Top of Selected text

Scientific classification
- Kingdom: Animalia
- Phylum: Chordata
- Class: Actinopterygii
- Order: Gadiformes
- Family: Gaidropsaridae
- Genus: Gaidropsarus
- Species: G. macrophthalmus
- Binomial name: Gaidropsarus macrophthalmus (Günther, 1867)
- Synonyms: Antonogadus macrophthalmus Günther, 1867; Gaidropsarus macropthalmus Günther, 1867; Motella macrophthalma Günther, 1867; Motella macrophthalmus Günther, 1867; Onus carpenteri Günther, 1867; Onus macrophthalmus Günther, 1867;

= Bigeye rockling =

- Authority: (Günther, 1867)
- Conservation status: LC
- Synonyms: Antonogadus macrophthalmus Günther, 1867, Gaidropsarus macropthalmus Günther, 1867, Motella macrophthalma Günther, 1867, Motella macrophthalmus Günther, 1867, Onus carpenteri Günther, 1867, Onus macrophthalmus Günther, 1867

Species of fish

The bigeye rockling (Gaidropsarus macrophthalmus) is a species of fish in the family Lotidae.

Bottom of Selected text

#### What you need to do:
**a.** According to the bigeye rockling classification, to which order does the species belong?
**b.** Write the next part of the bigeye rockling article, starting after its final sentence.

Top of The data

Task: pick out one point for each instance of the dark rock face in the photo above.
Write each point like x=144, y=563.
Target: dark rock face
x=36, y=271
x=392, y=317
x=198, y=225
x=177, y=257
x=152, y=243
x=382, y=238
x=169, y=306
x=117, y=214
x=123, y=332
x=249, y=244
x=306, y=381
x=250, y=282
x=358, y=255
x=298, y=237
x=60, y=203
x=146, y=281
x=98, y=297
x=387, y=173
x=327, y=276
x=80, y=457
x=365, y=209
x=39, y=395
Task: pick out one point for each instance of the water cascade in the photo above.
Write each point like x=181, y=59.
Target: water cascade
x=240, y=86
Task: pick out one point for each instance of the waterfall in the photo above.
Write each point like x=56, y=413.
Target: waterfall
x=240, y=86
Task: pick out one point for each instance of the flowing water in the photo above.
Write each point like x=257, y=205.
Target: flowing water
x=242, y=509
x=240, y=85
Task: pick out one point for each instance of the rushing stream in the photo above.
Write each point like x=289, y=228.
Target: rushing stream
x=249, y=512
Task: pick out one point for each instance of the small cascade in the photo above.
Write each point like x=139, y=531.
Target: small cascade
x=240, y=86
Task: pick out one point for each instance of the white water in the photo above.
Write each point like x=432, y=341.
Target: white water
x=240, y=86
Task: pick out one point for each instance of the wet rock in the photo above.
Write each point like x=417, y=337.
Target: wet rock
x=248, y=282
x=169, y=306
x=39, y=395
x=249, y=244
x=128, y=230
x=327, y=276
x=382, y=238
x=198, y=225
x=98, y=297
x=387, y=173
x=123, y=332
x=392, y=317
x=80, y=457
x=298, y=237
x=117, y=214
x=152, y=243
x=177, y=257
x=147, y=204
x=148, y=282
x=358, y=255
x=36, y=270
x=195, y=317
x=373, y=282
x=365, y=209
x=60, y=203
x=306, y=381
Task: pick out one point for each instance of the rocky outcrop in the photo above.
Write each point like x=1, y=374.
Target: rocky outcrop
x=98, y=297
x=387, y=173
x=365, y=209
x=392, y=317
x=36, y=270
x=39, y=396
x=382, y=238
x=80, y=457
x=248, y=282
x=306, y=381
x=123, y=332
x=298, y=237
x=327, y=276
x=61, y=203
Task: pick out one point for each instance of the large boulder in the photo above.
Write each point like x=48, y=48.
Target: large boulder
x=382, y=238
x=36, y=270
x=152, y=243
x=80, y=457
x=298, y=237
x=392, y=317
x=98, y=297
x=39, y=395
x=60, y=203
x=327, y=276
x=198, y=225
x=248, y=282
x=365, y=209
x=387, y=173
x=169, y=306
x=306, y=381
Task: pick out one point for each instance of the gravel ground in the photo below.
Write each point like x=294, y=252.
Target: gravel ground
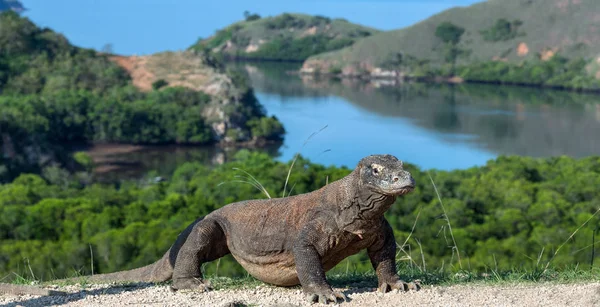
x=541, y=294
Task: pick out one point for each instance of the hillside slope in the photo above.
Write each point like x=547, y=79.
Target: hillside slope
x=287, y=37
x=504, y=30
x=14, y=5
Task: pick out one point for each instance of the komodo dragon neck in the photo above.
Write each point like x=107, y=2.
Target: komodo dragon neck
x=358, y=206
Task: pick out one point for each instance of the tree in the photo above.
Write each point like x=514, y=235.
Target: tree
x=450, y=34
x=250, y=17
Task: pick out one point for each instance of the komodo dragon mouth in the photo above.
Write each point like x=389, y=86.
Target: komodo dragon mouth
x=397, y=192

Bottom of The data
Top of The data

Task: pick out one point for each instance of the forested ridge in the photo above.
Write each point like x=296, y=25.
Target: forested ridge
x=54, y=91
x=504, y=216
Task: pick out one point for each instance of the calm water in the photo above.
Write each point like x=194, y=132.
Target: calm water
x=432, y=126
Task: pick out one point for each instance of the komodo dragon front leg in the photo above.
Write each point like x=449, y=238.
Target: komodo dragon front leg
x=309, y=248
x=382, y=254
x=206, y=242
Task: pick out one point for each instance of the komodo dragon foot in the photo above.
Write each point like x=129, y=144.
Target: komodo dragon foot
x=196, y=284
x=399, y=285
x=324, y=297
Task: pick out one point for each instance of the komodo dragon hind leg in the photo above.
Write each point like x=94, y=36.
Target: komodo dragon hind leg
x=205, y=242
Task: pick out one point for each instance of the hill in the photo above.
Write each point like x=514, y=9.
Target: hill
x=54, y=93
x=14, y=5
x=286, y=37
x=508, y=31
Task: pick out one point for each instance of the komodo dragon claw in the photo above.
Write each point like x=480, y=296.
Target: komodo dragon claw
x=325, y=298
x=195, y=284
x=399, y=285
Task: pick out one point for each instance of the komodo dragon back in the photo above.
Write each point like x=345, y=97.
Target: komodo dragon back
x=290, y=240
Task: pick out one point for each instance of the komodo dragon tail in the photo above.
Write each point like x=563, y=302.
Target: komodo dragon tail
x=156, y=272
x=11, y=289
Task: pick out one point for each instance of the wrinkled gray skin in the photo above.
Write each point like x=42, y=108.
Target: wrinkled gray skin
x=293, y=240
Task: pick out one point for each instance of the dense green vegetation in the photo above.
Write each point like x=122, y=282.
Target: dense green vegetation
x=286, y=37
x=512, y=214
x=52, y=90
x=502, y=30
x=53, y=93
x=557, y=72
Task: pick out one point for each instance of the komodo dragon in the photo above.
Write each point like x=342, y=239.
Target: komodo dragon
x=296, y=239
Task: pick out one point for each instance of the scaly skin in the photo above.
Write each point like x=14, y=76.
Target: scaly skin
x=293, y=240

Bottom of The data
Top of The data

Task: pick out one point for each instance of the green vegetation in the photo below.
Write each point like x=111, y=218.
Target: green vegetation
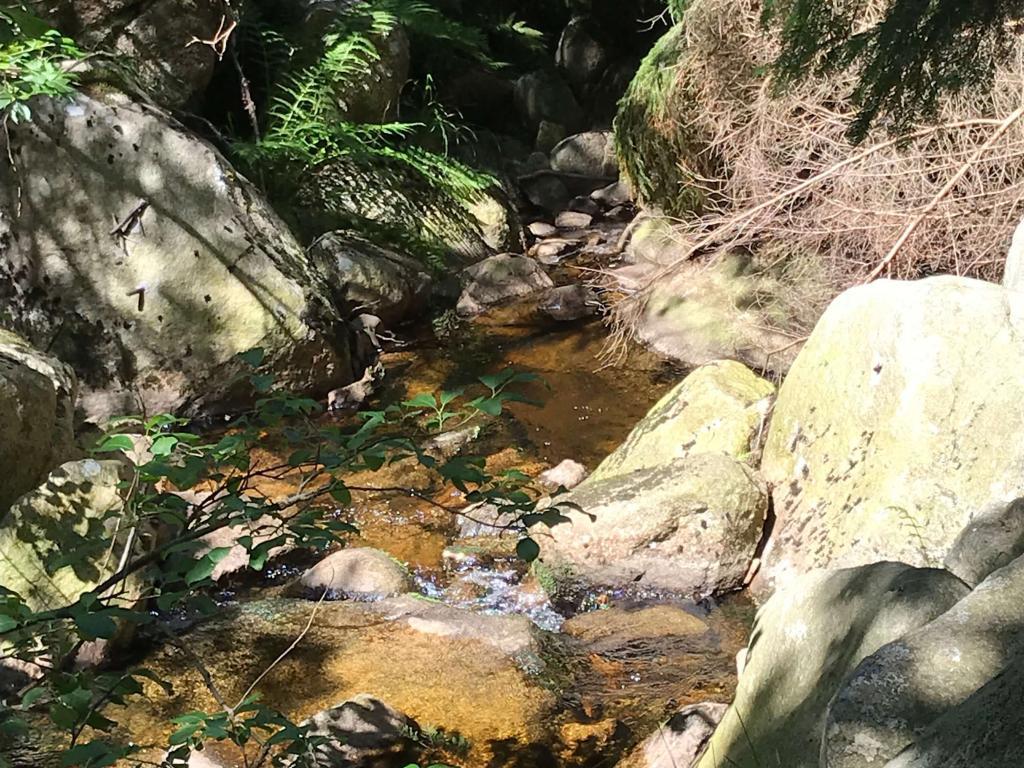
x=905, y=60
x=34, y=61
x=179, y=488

Bottom of The data

#### Answers for the tasks:
**a.** Gadiformes

**b.**
==Description==
The bigeye rockling's maximum length is 25 cm. It is silvery-pink in colour, its back mottled with medium brown, and the eyes more than half the length of its snout. The first dorsal spine is followed by fleshy filaments. There is one barbel on the lower jaw and two on the snout. The upper jaw has long pointed teeth.

==Habitat==
Bigeye rockling live in the northeastern Atlantic Ocean. It is demersal, living at depths of 150–530 m.

==Behaviour==
Bigeye rockling feed on crustaceans. It breeds in early spring.